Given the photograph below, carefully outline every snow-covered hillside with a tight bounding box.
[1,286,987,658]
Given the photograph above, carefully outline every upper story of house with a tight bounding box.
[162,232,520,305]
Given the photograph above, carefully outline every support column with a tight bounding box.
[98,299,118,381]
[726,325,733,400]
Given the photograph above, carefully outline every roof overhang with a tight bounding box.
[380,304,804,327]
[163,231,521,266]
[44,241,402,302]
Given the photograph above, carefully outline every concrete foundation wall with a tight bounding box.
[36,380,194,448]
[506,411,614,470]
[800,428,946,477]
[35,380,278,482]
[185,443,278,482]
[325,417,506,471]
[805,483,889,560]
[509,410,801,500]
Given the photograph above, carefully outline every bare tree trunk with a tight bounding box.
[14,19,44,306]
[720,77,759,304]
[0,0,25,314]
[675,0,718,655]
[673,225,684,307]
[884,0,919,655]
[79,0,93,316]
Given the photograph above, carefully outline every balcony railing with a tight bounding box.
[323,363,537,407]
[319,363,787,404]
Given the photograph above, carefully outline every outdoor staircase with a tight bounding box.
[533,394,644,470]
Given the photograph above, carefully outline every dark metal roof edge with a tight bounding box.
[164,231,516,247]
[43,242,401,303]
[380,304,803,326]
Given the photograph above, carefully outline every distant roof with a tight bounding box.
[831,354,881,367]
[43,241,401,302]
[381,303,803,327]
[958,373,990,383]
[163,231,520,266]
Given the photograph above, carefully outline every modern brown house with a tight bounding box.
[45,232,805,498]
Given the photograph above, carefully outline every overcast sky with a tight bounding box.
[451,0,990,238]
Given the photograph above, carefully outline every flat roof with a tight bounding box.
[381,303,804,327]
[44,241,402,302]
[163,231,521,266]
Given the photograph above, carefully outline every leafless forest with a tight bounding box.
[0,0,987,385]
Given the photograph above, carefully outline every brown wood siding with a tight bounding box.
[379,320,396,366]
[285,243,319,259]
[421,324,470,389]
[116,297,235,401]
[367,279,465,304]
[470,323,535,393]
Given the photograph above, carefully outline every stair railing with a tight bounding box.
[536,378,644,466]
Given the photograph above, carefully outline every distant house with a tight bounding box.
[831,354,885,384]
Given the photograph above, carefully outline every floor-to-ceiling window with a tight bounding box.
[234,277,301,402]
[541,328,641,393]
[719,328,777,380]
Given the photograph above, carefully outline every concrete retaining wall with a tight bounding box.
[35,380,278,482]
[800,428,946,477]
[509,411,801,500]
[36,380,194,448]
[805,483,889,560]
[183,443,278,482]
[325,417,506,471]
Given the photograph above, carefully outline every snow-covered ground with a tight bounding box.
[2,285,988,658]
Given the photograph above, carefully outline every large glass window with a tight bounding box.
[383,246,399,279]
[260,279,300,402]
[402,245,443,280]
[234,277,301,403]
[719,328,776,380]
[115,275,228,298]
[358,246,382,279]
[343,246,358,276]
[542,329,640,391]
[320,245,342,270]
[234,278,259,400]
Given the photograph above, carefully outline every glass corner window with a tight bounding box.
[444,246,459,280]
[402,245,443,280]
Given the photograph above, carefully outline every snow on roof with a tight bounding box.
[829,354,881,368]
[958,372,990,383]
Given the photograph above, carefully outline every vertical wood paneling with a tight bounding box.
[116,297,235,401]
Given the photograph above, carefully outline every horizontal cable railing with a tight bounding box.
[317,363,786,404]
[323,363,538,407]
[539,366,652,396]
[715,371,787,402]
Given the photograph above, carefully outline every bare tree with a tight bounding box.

------------------------

◆ **WHAT THIS TASK INVOLVES**:
Beginning with the line that contains "Given the photograph above, carefully outline every leafless", repeat every line through the end of the records and nothing more.

◆ **RESPONSE BELOW**:
Given the photograph above, carefully outline every leafless forest with a tight bounding box.
[0,0,987,385]
Given the photograph above, carefully outline every brown wood siding with a tight bounding box.
[379,320,396,366]
[285,243,319,259]
[421,324,470,389]
[116,297,235,401]
[367,279,465,304]
[470,323,535,393]
Given the photograph above, carefully outline every stair railing with a tight bounding box.
[536,378,644,466]
Given the photograph above, carefully outline every distant house with a tight bounding box.
[831,354,885,384]
Given the photograph above, carefully outline every floor-to-ceiling window with a tight bounding box.
[234,277,301,402]
[541,328,641,393]
[719,328,777,380]
Given the photograph above, carefully outline every concrete retaining wall with a tight bounding box.
[35,380,278,482]
[800,428,946,477]
[509,411,801,500]
[36,380,194,448]
[805,483,889,560]
[183,443,278,482]
[325,417,506,471]
Given the photograph above, carefully outline every snow-covered ground with a tight bounding box.
[2,285,988,658]
Given the photograph above, carefully outline every large glass window with a tight bounding box.
[383,246,399,279]
[260,279,300,402]
[402,245,443,280]
[234,277,301,403]
[719,328,776,380]
[115,275,228,298]
[358,246,382,279]
[343,246,358,276]
[542,329,640,391]
[320,245,342,270]
[234,278,259,400]
Given the photograph above, carefully outline every glass corner window with a tight bounding box.
[444,246,459,280]
[402,245,443,280]
Given the photograph above, carefully outline every snow on roof with a tight bounding box.
[829,354,881,368]
[958,372,990,383]
Given the photograph above, carefully outline every vertical wood paneling with a tight bounding box.
[116,297,235,401]
Given the photograph above, carefully outline every horizontal cable railing with a tight bounding box.
[317,363,786,404]
[323,363,538,407]
[539,366,652,396]
[715,371,787,402]
Given the photograph above, carefully outline every bare tree with a tight bounding box.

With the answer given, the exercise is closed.